Problem description
Copy out the lines below word for word, leaving out the pictures.
--- START OF Dataset records ---
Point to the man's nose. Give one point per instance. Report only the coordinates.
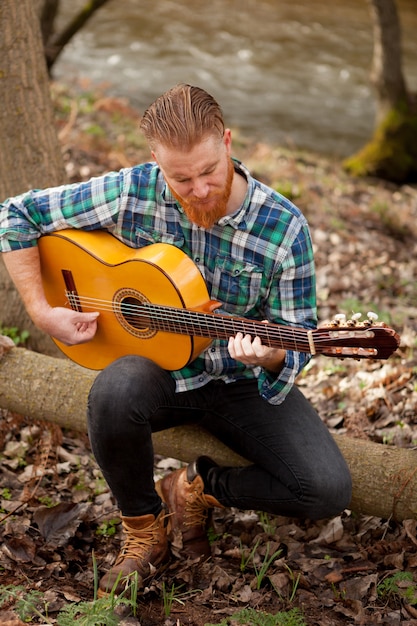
(200, 189)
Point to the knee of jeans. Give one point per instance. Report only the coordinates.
(122, 387)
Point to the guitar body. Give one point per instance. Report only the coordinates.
(108, 271)
(153, 302)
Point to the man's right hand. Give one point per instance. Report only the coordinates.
(68, 326)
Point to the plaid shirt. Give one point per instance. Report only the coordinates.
(257, 262)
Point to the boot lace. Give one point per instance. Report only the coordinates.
(196, 509)
(138, 542)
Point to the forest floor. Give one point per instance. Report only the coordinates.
(59, 522)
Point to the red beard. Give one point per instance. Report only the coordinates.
(206, 212)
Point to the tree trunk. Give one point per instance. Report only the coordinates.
(56, 390)
(30, 156)
(391, 153)
(386, 73)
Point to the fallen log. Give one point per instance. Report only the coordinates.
(56, 390)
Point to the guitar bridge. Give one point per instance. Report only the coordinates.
(71, 291)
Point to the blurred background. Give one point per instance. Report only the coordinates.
(289, 72)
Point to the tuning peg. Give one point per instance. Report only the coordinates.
(339, 319)
(354, 319)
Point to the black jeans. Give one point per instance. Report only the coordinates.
(297, 469)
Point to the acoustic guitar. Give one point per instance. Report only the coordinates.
(153, 302)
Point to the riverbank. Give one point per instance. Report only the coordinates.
(57, 510)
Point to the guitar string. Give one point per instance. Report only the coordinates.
(164, 314)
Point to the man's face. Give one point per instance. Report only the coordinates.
(200, 179)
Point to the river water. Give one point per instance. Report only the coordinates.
(286, 71)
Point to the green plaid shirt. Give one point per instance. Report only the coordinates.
(257, 262)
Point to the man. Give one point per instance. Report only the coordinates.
(254, 251)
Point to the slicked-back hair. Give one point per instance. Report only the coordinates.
(182, 117)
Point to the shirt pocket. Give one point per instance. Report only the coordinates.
(237, 285)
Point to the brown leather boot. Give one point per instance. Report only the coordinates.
(145, 547)
(188, 505)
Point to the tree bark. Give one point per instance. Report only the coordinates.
(386, 73)
(56, 390)
(391, 153)
(30, 156)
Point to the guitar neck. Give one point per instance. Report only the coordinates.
(219, 326)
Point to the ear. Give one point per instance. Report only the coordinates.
(227, 140)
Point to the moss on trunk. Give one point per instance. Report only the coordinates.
(392, 152)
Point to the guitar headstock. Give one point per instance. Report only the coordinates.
(357, 339)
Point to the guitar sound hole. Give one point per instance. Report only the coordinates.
--- END OF Dataset records ---
Result for this task
Point to the man's nose. Give one point per instance. Report only the coordinates.
(200, 189)
Point to the knee of jeans. Give one point per instance. Report only the coordinates.
(122, 387)
Point to the guitar body. Give one point per instance. Report only the coordinates.
(108, 271)
(153, 302)
Point to the man's right hand. Give one point per instance. Report only the coordinates.
(68, 326)
Point to the plaid shirt. Give one point per instance. Report only the coordinates.
(257, 262)
Point to the boot lace. Give one point per instance. Report only the coordinates.
(196, 509)
(138, 542)
Point to the forest floor. Give one point per instance. Report only the coordinates.
(59, 522)
Point to the red beard. Give one point per instance. Report only the coordinates.
(206, 212)
Point to the tree trunk. Give one point per instance. Report only the coordinates.
(56, 390)
(30, 156)
(391, 153)
(386, 73)
Point to the fallen log. Give one point per instance. Report only the coordinates.
(56, 390)
Point to the guitar bridge. Give one point per instance. Report only the coordinates.
(71, 291)
Point to the blurred background. Give one point per instance. Report only the coordinates.
(289, 72)
Point to the tuning peg. Give one point per instance. Report only the coordinates.
(339, 319)
(354, 319)
Point to the black jeans. Give one point per instance. Report only the coordinates.
(297, 469)
Point to the acoustic guitar. Give one point per instance. Report only the coordinates.
(153, 302)
Point to the riverbank. Give one point per instance. Report only the coordinates.
(57, 510)
Point to the guitar string. Give one point per instance. Report only the coordinates.
(164, 314)
Point to the man's face. Give one point per instance. Report only the coordinates.
(200, 179)
Point to the river water. Give one point per instance. Report only the coordinates.
(286, 71)
Point to the green plaid shirt. Give one point per instance. Report only the coordinates.
(257, 262)
Point to the man. Give one point per instance. Report only the coordinates.
(254, 251)
Point to the slicked-back hair. Give one point per instance. Report only the coordinates.
(182, 117)
Point to the shirt pocket. Give one point per instance. Report only the coordinates.
(237, 285)
Point to the brown leather boot. Give one point per instance. Report only the coordinates.
(145, 547)
(188, 505)
Point to the tree bark. Give one point per instance. Report only the coordinates.
(386, 73)
(56, 390)
(391, 153)
(30, 156)
Point to the guitar neck. Give one point per instance. Report only the coordinates.
(219, 326)
Point to the ear. Give one point per instance. Report only the coordinates.
(227, 140)
Point to the moss on trunk. Give one point per instance. Report only the coordinates.
(392, 152)
Point to the guitar headstock. Give one point per instance. Report only the coordinates.
(357, 339)
Point to the guitar sound hole. Give one point per instance. Report only the coordinates.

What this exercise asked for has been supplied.